◆ QUESTIONS ◆
A: In the article on Gov. Doug Ducey's COVID-19 press conference, what date is he still using as a target to start removing restrictions?
B: Write out the part of the article on Gov. Doug Ducey's COVID-19 press conference that runs from "And the governor rejected" up to and including "reopening their economies.", word for word.

(SOURCE PASSAGE Opens)

In this file image, Arizona Gov. Doug Ducey and health director Cara Christ provide details on the spread of COVID-19. (Howard Fischer/Capitol Media Services)

In this file image, Arizona Gov. Doug Ducey and health director Cara Christ provide details on the spread of COVID-19. (Howard Fischer/Capitol Media Services)

Click HERE for related briefs, including ADOT giving masks to Pioneers' Home in Prescott.

PHOENIX — Gov. Doug Ducey said Tuesday, April 14, he will be the one to decide when to reopen Arizona’s economy, not President Donald Trump.

In a wide-ranging press conference on COVID-19, the governor said that, for the moment, he is still using May 1 as a target date to start removing restrictions he has placed on both what businesses can operate and personal movement of Arizonans.

And the governor rejected the idea of all-mail balloting for the August primary — and beyond if necessary — given the risks that may remain from the virus.

But Ducey got defensive when asked about comments made Monday by Trump, a fellow Republican, who insisted that he, as president, gets to make the decision when “to open up the states.”

First, the governor deflected questions. “The comment (from Trump) was that he’s in charge of the national guidance,’’ the goveror said. “And that’s accurate.’’

It was pointed out to Ducey, though, that Trump’s remarks were far broader. “When somebody’s president of the United States, the authority is total,’’ the president said at a press conference Monday when asked about plans by some governors to start reopening their economies.

“And that’s the way it’s got to be,’’ Trump continued. “It’s total. And the governors know that.’’

Pressed, Ducey snapped back.

“Well, I’m going to make the best decision for Arizona,’’ Ducey said. “So there’s your answer.’’

That still leaves the question of at what point Ducey will decide that the restrictions he imposed, using emergency powers in state law, will no longer be necessary. The governor said his original orders last month to shutter certain businesses were for 15 days “to slow the spread.’’

It was not until two weeks ago, after many other states had moved in that direction, that the governor issued his own stay-at-home order. Now, with the first order extended by a month, both now run through the end of April.

“It’s too early right now for me to say there’s something magical about May 1,’’ the governor said Tuesday.

“Of course, I’m hopeful,’’ he continued. “I want to be aspirational on this.’’

But Ducey said any decisions he makes about the April 30 expiration of his orders will be based on what he thinks is appropriate for Arizona.

(SOURCE PASSAGE Closes)
(EXCERPTED DATA Opens)

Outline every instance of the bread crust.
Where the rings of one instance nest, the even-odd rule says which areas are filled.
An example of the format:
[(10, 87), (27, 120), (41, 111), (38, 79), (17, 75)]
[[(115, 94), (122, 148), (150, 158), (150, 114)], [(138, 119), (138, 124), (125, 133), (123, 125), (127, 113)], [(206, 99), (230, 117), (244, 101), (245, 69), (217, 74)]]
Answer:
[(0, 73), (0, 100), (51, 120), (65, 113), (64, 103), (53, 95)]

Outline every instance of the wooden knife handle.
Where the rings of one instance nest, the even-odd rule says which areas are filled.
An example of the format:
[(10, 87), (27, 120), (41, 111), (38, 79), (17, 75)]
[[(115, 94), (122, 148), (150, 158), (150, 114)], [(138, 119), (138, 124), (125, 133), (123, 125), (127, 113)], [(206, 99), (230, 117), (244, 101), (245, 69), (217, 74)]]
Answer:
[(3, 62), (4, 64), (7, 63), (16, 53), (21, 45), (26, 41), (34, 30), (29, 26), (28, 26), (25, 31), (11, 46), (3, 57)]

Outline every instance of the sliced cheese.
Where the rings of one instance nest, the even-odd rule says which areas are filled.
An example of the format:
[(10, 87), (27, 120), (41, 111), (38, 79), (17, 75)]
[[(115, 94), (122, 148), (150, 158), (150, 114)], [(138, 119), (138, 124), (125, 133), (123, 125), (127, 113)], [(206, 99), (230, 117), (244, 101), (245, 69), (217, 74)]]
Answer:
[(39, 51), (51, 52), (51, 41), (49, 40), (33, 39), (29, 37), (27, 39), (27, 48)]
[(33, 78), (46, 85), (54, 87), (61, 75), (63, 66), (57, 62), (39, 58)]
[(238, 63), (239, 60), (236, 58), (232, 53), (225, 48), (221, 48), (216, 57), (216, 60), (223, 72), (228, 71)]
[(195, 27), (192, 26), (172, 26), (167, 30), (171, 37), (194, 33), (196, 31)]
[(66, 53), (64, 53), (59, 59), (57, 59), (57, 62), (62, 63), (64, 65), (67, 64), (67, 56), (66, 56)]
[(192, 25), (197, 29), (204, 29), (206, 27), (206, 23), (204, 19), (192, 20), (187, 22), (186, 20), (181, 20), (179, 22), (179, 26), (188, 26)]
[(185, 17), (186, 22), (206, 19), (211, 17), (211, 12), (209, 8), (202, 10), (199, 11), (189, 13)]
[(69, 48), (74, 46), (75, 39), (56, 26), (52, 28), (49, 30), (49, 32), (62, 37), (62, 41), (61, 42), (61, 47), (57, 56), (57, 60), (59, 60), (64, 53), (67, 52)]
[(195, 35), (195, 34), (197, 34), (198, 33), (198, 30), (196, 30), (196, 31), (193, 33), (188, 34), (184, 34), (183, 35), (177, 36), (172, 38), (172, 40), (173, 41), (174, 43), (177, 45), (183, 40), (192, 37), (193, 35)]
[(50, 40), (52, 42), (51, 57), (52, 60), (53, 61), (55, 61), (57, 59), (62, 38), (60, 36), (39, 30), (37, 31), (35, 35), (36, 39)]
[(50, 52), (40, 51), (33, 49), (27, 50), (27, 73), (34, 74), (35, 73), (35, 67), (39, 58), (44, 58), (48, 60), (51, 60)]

(EXCERPTED DATA Closes)

◆ TASK SOLUTIONS ◆
A: May 1

B:
And the governor rejected the idea of all-mail balloting for the August primary — and beyond if necessary — given the risks that may remain from the virus.

But Ducey got defensive when asked about comments made Monday by Trump, a fellow Republican, who insisted that he, as president, gets to make the decision when “to open up the states.”

First, the governor deflected questions. “The comment (from Trump) was that he’s in charge of the national guidance,’’ the goveror said. “And that’s accurate.’’

It was pointed out to Ducey, though, that Trump’s remarks were far broader. “When somebody’s president of the United States, the authority is total,’’ the president said at a press conference Monday when asked about plans by some governors to start reopening their economies.